#### [Exercise aim]
Reproduce the full text about Lowe and the All Blacks word for word.

#### [Page extract]
((
I rated Lowe well enough to be an AB. Remember we were picking the likes of George Bridge above such players so theres no disputing a lot of bad decisions have been made by those last two coaches. Does a team like the ABs need a finicky winger who you have to adapt and change a lot of your style with to get benefit from? No, not really. But he still would have been a basic improvement on players like even Savea at the tail of his career, Bridge, and could even have converted into the answer of replacing Beauden at the back. Instead we persisted with NMS, Naholo, Havili, Reece, all players we would have cared even less about losing and all because Rieko had Lowe's number 11 jersey nailed down.


He was of course only 23 when he decided to leave, it was back in the beggining of the period they had started retaining players (from 2018 onwards I think, they came out saying theyre going to be more aggressive at some point). So he might, all of them, only just missed out.


The main point that Ed made is that situations like Lowe's, Aki's, JGP's, aren't going to happen in future. That's a bit of a "NZ" only problem, because those players need to reach such a high standard to be chosen by the All Blacks, were as a country like Ireland wants them a lot earlier like that. This is basically the 'ready in 3 years' concept Ireland relied on, versus the '5 years and they've left' concept' were that player is now ready to be chosen by the All Blacks (given a contract to play Super, ala SBW, and hopefully Manu).
))
[Point-per-instance localization data]
((
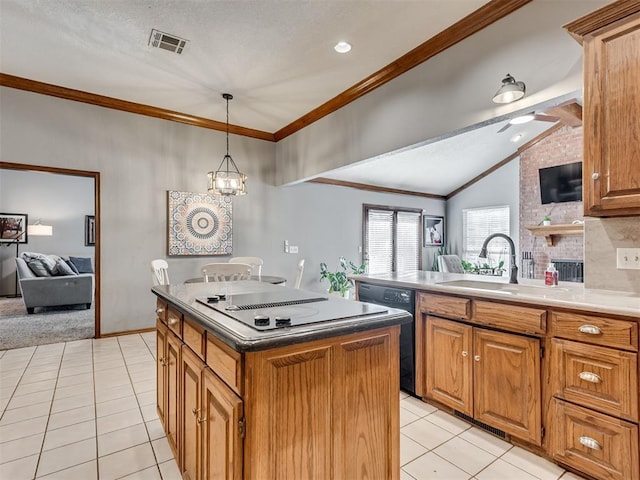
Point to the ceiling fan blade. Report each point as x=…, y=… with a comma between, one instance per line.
x=545, y=118
x=506, y=125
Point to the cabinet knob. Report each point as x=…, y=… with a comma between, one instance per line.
x=591, y=443
x=590, y=377
x=590, y=329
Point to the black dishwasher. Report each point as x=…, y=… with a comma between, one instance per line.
x=404, y=299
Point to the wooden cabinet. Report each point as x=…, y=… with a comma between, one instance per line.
x=611, y=168
x=491, y=376
x=223, y=429
x=191, y=415
x=340, y=395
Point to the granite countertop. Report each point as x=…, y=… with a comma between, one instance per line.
x=244, y=338
x=566, y=294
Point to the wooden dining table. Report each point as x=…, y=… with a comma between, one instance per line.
x=276, y=280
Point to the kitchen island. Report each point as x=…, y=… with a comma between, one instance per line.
x=552, y=369
x=310, y=391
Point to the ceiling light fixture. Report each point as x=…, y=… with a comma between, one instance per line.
x=227, y=181
x=342, y=47
x=510, y=91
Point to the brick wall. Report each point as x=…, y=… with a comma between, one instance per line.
x=561, y=147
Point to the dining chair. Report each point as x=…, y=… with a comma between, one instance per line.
x=255, y=263
x=299, y=275
x=222, y=272
x=450, y=264
x=160, y=272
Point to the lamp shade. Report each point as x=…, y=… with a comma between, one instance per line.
x=510, y=91
x=39, y=230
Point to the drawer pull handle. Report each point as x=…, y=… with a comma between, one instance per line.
x=590, y=329
x=590, y=377
x=590, y=443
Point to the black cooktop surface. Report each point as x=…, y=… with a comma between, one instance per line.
x=289, y=308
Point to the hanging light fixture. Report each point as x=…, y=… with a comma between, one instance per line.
x=510, y=91
x=227, y=179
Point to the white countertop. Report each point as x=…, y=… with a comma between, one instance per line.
x=566, y=294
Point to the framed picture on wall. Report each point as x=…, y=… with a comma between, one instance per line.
x=13, y=228
x=89, y=230
x=433, y=230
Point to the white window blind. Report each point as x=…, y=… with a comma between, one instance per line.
x=477, y=225
x=392, y=240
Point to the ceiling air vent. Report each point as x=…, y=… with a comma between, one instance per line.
x=166, y=41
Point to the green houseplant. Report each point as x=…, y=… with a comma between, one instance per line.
x=338, y=281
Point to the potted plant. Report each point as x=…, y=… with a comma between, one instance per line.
x=339, y=283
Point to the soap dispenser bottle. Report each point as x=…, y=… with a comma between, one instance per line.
x=551, y=275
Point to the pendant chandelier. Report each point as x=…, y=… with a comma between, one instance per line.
x=227, y=179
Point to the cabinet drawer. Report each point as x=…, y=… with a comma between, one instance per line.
x=161, y=311
x=603, y=446
x=593, y=329
x=174, y=320
x=510, y=317
x=596, y=377
x=446, y=306
x=194, y=336
x=225, y=362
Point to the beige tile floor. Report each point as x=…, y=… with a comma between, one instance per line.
x=85, y=410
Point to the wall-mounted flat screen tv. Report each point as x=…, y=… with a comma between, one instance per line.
x=562, y=183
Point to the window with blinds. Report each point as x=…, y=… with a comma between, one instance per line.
x=392, y=239
x=477, y=225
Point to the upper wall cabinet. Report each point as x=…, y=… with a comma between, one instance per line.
x=611, y=168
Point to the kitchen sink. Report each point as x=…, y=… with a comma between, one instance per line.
x=507, y=288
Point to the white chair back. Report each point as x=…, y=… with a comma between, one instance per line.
x=160, y=272
x=254, y=262
x=299, y=275
x=222, y=272
x=450, y=264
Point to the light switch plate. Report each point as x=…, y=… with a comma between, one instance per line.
x=628, y=258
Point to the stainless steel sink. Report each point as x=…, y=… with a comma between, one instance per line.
x=507, y=288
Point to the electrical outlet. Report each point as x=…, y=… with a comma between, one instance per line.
x=628, y=258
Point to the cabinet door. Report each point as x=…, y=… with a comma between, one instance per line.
x=222, y=430
x=161, y=370
x=507, y=383
x=611, y=168
x=172, y=409
x=449, y=365
x=191, y=414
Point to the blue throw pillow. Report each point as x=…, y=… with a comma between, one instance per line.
x=83, y=265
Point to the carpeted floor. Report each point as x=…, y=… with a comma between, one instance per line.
x=46, y=325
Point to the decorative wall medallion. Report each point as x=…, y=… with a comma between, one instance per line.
x=199, y=224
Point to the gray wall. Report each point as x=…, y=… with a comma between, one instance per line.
x=61, y=201
x=140, y=158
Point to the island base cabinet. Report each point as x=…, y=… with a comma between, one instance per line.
x=599, y=445
x=341, y=395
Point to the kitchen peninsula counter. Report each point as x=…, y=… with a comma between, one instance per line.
x=534, y=292
x=316, y=400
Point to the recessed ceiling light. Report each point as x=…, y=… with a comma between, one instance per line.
x=522, y=119
x=342, y=47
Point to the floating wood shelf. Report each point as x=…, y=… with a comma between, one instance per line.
x=551, y=231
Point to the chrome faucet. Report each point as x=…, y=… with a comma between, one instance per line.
x=512, y=248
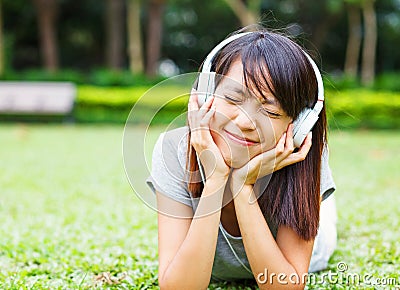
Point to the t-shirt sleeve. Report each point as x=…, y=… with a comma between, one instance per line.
x=167, y=173
x=327, y=183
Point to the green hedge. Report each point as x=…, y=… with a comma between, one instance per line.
x=363, y=109
x=345, y=109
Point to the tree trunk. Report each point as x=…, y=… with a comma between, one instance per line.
x=154, y=35
x=134, y=37
x=1, y=41
x=115, y=32
x=46, y=17
x=247, y=16
x=369, y=48
x=353, y=42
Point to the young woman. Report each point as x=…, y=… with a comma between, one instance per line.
x=236, y=199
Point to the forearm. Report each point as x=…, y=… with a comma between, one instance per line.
x=263, y=253
x=192, y=265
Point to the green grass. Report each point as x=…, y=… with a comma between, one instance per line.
x=68, y=214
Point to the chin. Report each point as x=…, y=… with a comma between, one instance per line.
x=235, y=163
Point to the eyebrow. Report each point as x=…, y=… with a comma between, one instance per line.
x=265, y=99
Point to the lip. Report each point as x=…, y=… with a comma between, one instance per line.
x=240, y=140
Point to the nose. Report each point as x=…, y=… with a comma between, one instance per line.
x=244, y=118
))
#### [Result of this task]
I rated Lowe well enough to be an AB. Remember we were picking the likes of George Bridge above such players so theres no disputing a lot of bad decisions have been made by those last two coaches. Does a team like the ABs need a finicky winger who you have to adapt and change a lot of your style with to get benefit from? No, not really. But he still would have been a basic improvement on players like even Savea at the tail of his career, Bridge, and could even have converted into the answer of replacing Beauden at the back. Instead we persisted with NMS, Naholo, Havili, Reece, all players we would have cared even less about losing and all because Rieko had Lowe's number 11 jersey nailed down.


He was of course only 23 when he decided to leave, it was back in the beggining of the period they had started retaining players (from 2018 onwards I think, they came out saying theyre going to be more aggressive at some point). So he might, all of them, only just missed out.


The main point that Ed made is that situations like Lowe's, Aki's, JGP's, aren't going to happen in future. That's a bit of a "NZ" only problem, because those players need to reach such a high standard to be chosen by the All Blacks, were as a country like Ireland wants them a lot earlier like that. This is basically the 'ready in 3 years' concept Ireland relied on, versus the '5 years and they've left' concept' were that player is now ready to be chosen by the All Blacks (given a contract to play Super, ala SBW, and hopefully Manu).